Restate word for word the lines from the one containing "Could you identify the water" through the end of the listing below, with both ends included.

***

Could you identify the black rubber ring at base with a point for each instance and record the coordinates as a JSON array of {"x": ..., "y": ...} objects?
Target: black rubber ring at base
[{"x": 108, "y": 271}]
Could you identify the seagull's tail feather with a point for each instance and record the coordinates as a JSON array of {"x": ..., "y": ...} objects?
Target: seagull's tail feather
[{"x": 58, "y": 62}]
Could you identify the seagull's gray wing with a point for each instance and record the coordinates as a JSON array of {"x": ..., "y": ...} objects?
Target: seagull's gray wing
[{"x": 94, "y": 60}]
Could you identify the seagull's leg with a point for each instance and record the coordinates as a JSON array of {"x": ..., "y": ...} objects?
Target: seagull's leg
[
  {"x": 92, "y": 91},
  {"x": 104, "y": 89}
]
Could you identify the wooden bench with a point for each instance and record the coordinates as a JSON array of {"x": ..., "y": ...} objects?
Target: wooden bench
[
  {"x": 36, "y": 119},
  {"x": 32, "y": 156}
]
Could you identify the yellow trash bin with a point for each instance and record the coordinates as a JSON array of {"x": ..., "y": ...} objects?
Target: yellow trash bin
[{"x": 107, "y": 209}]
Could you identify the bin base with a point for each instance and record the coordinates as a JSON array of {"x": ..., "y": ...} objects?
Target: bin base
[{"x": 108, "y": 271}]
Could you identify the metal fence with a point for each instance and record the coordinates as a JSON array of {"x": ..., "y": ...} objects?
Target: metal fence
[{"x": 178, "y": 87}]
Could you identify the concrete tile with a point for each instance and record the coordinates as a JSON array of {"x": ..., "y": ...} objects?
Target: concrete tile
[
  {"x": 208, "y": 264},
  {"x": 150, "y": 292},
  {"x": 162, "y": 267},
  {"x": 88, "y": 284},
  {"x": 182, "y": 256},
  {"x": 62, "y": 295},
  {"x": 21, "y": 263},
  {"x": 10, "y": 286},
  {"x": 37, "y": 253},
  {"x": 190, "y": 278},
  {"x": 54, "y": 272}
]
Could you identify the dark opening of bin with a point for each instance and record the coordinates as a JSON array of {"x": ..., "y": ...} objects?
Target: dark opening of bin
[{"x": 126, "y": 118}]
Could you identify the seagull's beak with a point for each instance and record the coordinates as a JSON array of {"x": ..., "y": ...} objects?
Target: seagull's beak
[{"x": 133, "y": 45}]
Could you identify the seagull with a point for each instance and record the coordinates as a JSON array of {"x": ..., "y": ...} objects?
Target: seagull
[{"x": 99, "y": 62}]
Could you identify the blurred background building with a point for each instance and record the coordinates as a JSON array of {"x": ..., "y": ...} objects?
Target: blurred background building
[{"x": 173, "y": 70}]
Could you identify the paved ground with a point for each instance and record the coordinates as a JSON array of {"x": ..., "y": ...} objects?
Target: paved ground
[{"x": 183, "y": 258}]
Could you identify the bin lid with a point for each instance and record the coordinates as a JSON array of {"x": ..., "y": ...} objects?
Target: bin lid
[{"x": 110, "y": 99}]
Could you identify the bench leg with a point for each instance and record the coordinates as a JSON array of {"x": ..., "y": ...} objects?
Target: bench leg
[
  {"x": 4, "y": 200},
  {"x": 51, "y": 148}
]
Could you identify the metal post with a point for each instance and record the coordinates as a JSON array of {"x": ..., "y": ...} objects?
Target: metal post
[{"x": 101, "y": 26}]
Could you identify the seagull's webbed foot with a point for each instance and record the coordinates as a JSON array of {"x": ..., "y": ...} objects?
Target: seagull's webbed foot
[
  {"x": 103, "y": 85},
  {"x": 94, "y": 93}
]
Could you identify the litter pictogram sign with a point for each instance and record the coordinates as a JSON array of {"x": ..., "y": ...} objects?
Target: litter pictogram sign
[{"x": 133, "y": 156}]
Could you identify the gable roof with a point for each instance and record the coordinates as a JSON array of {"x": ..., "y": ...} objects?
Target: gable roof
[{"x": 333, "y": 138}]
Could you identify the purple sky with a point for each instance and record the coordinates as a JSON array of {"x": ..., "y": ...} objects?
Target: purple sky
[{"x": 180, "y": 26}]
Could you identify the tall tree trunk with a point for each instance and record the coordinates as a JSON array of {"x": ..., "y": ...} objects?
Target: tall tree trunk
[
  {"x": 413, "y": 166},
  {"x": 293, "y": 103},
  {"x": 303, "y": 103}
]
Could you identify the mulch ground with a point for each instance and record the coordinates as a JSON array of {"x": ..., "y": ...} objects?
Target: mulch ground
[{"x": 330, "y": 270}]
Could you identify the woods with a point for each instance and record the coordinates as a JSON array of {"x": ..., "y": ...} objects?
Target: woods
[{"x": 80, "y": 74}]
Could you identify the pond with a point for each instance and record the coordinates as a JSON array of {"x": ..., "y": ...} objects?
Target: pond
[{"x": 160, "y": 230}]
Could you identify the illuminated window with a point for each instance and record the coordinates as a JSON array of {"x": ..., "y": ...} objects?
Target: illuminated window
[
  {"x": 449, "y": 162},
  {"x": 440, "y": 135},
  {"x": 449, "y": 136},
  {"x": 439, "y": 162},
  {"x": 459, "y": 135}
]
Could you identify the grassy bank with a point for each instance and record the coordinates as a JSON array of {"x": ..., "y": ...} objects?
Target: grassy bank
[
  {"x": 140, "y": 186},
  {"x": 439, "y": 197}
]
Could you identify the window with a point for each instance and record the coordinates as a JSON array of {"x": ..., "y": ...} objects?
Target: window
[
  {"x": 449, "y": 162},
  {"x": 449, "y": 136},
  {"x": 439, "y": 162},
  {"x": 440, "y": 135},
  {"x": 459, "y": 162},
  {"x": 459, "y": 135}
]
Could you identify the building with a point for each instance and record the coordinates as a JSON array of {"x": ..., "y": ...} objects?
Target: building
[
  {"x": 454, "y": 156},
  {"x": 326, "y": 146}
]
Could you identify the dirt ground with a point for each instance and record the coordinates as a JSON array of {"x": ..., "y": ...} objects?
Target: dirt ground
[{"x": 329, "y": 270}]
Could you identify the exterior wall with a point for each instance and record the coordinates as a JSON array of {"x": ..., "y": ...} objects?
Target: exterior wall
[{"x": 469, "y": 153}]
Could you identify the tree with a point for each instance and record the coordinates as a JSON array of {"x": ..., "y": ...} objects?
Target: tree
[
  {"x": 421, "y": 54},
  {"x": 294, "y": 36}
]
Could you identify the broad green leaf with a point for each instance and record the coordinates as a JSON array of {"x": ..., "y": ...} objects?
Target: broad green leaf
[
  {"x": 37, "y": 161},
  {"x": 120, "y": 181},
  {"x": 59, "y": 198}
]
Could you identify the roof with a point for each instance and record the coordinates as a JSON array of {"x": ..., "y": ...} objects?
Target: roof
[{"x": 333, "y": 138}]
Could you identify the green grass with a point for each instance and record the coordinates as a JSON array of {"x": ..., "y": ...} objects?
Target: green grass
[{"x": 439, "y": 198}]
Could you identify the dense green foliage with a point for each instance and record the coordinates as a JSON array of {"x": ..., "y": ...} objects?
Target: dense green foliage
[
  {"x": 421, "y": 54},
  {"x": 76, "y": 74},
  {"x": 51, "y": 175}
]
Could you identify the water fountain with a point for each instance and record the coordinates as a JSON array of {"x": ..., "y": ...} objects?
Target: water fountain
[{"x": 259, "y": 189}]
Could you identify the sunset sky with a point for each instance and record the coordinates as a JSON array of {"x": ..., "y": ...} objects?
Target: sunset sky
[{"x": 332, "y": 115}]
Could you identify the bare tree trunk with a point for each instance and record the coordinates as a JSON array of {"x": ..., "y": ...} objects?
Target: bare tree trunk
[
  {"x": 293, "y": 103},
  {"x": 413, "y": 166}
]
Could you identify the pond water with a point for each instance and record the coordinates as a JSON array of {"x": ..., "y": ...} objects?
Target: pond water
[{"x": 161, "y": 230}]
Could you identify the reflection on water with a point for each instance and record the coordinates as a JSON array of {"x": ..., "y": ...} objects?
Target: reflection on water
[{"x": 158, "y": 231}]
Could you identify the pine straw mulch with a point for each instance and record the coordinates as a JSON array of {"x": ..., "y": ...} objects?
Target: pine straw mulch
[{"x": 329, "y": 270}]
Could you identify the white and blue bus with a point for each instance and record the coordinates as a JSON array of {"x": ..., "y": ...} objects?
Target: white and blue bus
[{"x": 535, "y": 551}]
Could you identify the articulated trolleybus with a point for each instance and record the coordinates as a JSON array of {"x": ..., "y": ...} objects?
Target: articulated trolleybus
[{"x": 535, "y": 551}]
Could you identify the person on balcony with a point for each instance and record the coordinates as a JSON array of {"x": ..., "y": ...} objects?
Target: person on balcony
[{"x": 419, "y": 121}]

***

* **Worked solution**
Could you identify the water fountain with a point for each instance and record the coordinates as a JSON array of {"x": ..., "y": ...} objects?
Target: water fountain
[{"x": 259, "y": 189}]
Could you identify the sunset sky with a point for each instance and record the coordinates as a JSON array of {"x": ..., "y": ...} objects?
Target: sunset sky
[{"x": 332, "y": 115}]
Could you identify the bare tree trunk with a point for each instance and record the coordinates as a JSON array of {"x": ..., "y": ...} objects?
Target: bare tree trunk
[
  {"x": 293, "y": 103},
  {"x": 413, "y": 166}
]
Could you identify the pond water with a point for each instance and record the coordinates as a JSON array of {"x": ..., "y": ...} objects?
Target: pond water
[{"x": 161, "y": 230}]
Could you identify the reflection on water with a point for each instance and record the coordinates as a JSON array of {"x": ..., "y": ...} objects?
Target: reflection on water
[{"x": 158, "y": 231}]
Could you identify the pine straw mulch with a point for each instance and record the coordinates as a JSON array of {"x": ..., "y": ...} objects?
Target: pine straw mulch
[{"x": 329, "y": 270}]
Could you identify the white and blue bus with a point for each instance and record the coordinates as a JSON array of {"x": ..., "y": ...} objects?
Target: white and blue bus
[{"x": 535, "y": 551}]
Could you identify the articulated trolleybus with a point for each instance and record the coordinates as a JSON array of {"x": ..., "y": ...} objects?
Target: articulated trolleybus
[{"x": 535, "y": 551}]
Could you identify the person on balcony with a point for each instance and record the coordinates as a JSON array of {"x": ..., "y": ...} objects?
Target: person on balcony
[{"x": 419, "y": 121}]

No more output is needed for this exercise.